***** Study material *****
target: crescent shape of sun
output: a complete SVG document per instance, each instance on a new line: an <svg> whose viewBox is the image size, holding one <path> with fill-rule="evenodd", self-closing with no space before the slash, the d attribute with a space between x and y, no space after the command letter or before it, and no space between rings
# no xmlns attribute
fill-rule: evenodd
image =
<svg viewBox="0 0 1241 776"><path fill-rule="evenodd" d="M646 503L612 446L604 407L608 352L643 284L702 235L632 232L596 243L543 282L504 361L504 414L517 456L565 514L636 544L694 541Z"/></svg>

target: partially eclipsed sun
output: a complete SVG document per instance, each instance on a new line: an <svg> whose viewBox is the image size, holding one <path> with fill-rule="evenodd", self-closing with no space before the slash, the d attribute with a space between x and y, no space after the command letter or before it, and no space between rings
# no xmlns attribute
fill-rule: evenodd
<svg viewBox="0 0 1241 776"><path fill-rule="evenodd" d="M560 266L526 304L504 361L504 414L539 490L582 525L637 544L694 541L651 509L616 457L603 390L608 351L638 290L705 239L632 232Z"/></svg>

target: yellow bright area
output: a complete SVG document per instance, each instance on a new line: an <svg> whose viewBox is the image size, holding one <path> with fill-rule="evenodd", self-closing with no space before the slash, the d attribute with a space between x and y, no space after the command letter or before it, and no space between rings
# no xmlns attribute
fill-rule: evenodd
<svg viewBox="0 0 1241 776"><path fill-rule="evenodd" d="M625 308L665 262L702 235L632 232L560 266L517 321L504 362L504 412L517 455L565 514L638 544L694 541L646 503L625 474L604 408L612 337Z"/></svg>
*****
***** Study material *****
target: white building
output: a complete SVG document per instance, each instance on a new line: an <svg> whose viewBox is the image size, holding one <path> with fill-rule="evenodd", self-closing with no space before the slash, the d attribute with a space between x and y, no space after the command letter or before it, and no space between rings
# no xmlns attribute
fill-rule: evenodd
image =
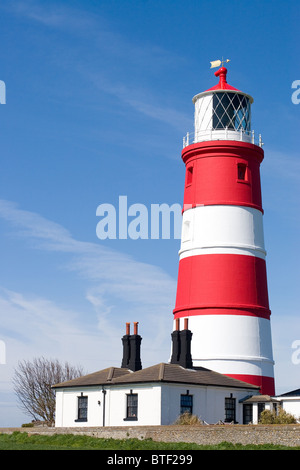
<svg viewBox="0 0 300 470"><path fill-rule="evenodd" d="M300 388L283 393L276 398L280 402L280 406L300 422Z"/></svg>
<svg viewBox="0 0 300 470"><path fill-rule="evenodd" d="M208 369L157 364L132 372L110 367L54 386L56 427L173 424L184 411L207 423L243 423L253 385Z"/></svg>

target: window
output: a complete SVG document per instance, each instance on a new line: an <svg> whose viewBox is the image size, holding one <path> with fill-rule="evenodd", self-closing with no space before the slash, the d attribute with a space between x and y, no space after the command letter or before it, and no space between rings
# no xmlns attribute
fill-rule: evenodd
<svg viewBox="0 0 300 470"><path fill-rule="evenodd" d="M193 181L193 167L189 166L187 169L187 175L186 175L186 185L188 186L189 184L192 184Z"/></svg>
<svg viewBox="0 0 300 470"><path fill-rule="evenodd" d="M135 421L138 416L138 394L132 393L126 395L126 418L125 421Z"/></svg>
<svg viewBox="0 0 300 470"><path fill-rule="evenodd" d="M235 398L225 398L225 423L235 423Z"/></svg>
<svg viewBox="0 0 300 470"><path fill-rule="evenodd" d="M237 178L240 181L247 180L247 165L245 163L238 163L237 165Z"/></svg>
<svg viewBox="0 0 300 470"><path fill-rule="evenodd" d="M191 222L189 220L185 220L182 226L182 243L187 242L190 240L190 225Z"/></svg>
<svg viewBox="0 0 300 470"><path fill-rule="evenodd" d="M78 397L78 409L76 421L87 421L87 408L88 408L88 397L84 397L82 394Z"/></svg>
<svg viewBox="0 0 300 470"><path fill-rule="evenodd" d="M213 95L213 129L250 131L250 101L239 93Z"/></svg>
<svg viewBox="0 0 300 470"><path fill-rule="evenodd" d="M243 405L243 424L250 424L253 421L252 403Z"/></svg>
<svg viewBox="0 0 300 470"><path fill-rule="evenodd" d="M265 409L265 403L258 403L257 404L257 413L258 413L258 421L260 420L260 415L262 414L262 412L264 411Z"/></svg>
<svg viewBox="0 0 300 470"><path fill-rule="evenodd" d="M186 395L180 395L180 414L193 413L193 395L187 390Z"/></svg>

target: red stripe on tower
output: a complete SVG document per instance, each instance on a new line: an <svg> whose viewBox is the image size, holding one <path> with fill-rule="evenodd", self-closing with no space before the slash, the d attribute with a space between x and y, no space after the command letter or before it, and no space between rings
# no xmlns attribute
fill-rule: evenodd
*****
***** Study material *****
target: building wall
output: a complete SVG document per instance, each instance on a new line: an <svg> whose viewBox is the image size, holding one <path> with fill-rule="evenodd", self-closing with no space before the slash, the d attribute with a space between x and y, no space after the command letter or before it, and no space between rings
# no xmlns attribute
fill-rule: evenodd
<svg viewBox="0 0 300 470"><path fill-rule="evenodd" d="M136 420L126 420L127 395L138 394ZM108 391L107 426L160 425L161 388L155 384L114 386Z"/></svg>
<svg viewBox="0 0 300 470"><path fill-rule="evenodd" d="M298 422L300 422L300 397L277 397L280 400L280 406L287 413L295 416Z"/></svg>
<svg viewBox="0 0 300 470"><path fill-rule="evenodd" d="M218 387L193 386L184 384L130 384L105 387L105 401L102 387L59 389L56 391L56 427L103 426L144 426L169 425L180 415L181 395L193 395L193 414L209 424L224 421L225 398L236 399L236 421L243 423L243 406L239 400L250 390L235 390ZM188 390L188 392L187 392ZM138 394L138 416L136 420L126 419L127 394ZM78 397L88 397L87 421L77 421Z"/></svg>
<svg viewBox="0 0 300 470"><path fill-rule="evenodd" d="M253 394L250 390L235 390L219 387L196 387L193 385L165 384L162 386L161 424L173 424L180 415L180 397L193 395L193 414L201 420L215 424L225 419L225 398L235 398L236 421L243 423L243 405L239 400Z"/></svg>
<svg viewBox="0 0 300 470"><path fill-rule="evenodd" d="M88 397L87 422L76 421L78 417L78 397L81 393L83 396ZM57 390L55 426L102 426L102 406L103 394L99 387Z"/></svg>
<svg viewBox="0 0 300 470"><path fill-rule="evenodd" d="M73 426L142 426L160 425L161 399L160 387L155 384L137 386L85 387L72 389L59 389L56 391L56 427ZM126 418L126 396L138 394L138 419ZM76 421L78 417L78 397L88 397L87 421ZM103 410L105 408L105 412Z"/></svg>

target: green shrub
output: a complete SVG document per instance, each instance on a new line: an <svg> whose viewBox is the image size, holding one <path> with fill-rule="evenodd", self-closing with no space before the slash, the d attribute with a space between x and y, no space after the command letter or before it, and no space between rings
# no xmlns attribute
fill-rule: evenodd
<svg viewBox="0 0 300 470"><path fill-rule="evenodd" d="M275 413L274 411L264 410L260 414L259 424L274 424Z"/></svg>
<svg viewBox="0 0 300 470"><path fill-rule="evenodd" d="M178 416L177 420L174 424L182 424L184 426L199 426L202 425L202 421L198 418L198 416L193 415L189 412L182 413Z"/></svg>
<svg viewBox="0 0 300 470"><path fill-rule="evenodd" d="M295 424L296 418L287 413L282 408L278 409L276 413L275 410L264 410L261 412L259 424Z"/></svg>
*****
» What needs to be done: For this task, write out exactly the lines of the entries above, starting at the line with "target: crescent shape of sun" and ending at the line with "target: partially eclipsed sun", both included, and no others.

» Response to this exercise:
target: crescent shape of sun
output: a complete SVG document per instance, each instance on a new line: an <svg> whose viewBox is the image size, holding one <path> with fill-rule="evenodd", self-closing with no space before the slash, the d attribute with a space between x and y, no space after the command letter or before it, and no space between rings
# no xmlns attribute
fill-rule: evenodd
image =
<svg viewBox="0 0 1241 776"><path fill-rule="evenodd" d="M646 503L612 446L604 407L608 352L643 284L702 235L632 232L596 243L543 282L504 361L504 414L517 456L565 514L636 544L694 541Z"/></svg>

target: partially eclipsed sun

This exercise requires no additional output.